Below is a block of records; repeat each one exactly.

Point-per-instance localization data
+--

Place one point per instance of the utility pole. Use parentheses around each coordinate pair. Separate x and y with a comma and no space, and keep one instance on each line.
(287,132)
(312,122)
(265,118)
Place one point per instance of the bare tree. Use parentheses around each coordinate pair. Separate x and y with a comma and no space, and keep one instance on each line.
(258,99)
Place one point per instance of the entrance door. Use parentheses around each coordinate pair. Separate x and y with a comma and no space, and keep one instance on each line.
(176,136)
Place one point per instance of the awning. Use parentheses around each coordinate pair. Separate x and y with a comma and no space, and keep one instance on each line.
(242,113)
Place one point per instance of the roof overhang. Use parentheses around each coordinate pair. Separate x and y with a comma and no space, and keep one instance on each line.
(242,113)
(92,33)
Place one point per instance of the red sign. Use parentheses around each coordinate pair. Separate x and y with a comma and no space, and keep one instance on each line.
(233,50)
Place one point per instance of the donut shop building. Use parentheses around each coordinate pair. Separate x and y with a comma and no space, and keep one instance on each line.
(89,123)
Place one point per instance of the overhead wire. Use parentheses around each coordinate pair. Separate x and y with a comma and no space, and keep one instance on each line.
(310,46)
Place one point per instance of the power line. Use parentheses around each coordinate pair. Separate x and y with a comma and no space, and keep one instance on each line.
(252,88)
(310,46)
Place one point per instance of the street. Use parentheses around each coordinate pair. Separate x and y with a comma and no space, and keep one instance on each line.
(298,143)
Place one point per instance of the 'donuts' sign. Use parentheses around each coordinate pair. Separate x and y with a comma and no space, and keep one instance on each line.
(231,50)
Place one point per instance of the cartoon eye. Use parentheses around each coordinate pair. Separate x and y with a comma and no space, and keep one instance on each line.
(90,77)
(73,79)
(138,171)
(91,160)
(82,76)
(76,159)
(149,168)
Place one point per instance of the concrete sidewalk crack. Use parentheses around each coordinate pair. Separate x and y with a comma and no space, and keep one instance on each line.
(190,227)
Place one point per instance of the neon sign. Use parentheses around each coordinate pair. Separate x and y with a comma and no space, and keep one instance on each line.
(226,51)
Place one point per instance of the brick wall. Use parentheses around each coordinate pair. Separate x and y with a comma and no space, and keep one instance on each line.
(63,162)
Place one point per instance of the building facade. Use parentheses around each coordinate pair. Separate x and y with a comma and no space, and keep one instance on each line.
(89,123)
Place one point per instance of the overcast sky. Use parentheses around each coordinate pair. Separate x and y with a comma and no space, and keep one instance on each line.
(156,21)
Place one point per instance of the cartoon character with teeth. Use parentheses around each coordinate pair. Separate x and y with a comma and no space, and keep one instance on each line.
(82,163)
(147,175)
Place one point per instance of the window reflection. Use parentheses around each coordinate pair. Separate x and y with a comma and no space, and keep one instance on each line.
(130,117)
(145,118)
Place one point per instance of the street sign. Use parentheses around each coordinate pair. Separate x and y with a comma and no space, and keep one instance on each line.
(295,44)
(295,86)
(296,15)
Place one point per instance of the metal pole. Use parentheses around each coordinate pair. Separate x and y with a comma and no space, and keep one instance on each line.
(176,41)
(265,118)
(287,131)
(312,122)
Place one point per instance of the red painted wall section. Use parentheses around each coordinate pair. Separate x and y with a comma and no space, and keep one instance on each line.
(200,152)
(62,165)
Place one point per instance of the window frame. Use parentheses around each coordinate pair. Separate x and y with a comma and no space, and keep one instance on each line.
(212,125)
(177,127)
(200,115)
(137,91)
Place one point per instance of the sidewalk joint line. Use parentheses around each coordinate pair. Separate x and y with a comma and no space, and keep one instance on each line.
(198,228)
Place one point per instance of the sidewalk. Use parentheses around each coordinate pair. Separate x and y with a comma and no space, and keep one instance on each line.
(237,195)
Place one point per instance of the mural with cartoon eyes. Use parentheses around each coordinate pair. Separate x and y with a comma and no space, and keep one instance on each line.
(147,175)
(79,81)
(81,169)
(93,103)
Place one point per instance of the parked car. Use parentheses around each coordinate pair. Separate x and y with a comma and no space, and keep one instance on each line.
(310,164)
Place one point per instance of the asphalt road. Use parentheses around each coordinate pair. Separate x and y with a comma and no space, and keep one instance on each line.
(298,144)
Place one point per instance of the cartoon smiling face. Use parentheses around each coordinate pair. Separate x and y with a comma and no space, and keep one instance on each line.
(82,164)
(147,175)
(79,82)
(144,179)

+--

**Response for this exercise:**
Place one point per instance of the utility pole. Use parentheses around each coordinate pair. Separate x and y with a comma and no space, and keep one instance on each line.
(287,132)
(312,122)
(265,118)
Place one point per instance of the bare tree. Use parentheses around each coordinate pair. Separate x and y with a comma and no space, and keep one instance on each line.
(258,99)
Place one point per instance of the entrance door. Use parentheses around each coordinate pair. Separate x and y with a comma and no space, and keep one instance on each line.
(176,136)
Place one point per instance of the awning. Use parentheses around each coordinate pair. Separate x and y with a comma and no space, and keep one instance on each line.
(242,113)
Place one point per instance of the roof overhang. Use parentheses around each coordinate pair. Separate x and y with a comma and no space, and keep one instance on each line.
(242,113)
(92,33)
Place one point per instance of the red sign. Use parentheses around each coordinate pair. Separate x and y with a comma and no space, and keep one instance on each line.
(233,50)
Place one point per instance of the donut shop building. Use parentheses around each coordinate pair. Separate x and y with a comma and no space, and keep one instance on each line.
(89,123)
Place one point per instance of the overhead wire. Use parentheses around each coordinate pair. Separate x and y with a comma and no space, and keep one instance on each line.
(310,46)
Place one point per instance of the power line. Use parentheses around each coordinate pair. Separate x and y with a comma and no space, and keep one instance on each line.
(252,88)
(310,46)
Place one point per instance of the street. Use parentheses around each coordinate pair. Separate x and y with a comma and no space, and keep one instance on each line.
(298,143)
Place one point per instance of the 'donuts' sign. Use parentheses around each coordinate pair. Separate x and y with a comma and no space, and keep one instance on each line.
(231,50)
Place one point per instance of the cartoon eye. Use parentheses around each coordinate pair. Separate x and y with a comma and no space, and keep one instance on each line.
(90,77)
(73,79)
(138,171)
(91,160)
(82,76)
(76,159)
(149,168)
Place one point per instance of the concrete sidewalk crack. Use parentheses around each coordinate pair. Separate x and y with a comma and no space, and keep one instance on each line.
(190,227)
Place one point per instance of the neon sign. Use parentheses around each coordinate pair. Separate x and y with a comma and no space, and keep one instance on each line.
(226,51)
Place one point per instance of the brick wall. Use parentheses around each coordinate pair. Separate x and y with a comma and no space, and keep one instance on each line.
(63,162)
Place one point per instance of the building facade. Use parentheses around each coordinate pair. Separate x and y with a comma and no space, and keep one instance on each line.
(89,123)
Place one point per instance of the overcast sky. Use parentheses around each coordinate pair. Separate x and y with a comma and no space, and keep one instance on each line.
(156,21)
Place one point per instance of the cartoon character with teeth. Use parentheses around each coordinate pair. Separate x and y with a comma and no space, and keep one instance on each line.
(82,163)
(147,175)
Place one point per instance of the window reflection. Use parentheses around each coordinate pair. Separate x and y with a comma and no space, and keep one instance on each line.
(130,117)
(145,118)
Place one point per instance of the street sign. Use parentheses around each coordinate pair. Separate x and y with a comma and no space, and keep one instance on each line.
(295,44)
(295,86)
(296,15)
Place one point per instance of the metal pole. Use parentheses around each coordinate pair. Separate x and y with a comma and no space, and keep one instance on each line.
(176,41)
(265,118)
(287,131)
(312,122)
Place one point per instance of the red painted wall section. Use parentheses around each coordinate pair. Separate x and y with a comma and no space, and keep one instance on each line.
(200,152)
(62,165)
Place one point per instance of the window frame. Use parentheses around each coordinate pair. Separate x and y with a comma and no space, and keep one instance on each line.
(212,125)
(177,127)
(200,115)
(137,91)
Place one point per instance of the sidewalk joint line. Use parentheses around each coordinate pair. Separate x and y with a comma and no space, and keep one instance on each line.
(198,228)
Place one point per instance of the sidewalk. Use parentheses around each coordinate pair. Separate x and y with a comma and no space, and keep one instance on each line.
(237,195)
Place one point per instance of the mural with cartoon eyes. Use parentheses around each coordinate pair. Separate x and y with a comma and no space, and keep one instance on each line.
(147,175)
(79,81)
(81,169)
(93,103)
Place one point per instance of the parked car. Use parentheses around each coordinate pair. Separate x and y with a comma and no space, and keep one instance on each line.
(310,164)
Place one point per instance of the asphalt road. Use parentheses around each coordinate pair. Separate x and y with a comma and no space, and keep one instance on each line.
(298,144)
Place one point per instance of the cartoon smiling face. Use parentheses around each coordinate pair. Separate x and y with a comma and no space, and keep one instance on each line.
(82,164)
(147,175)
(79,82)
(144,179)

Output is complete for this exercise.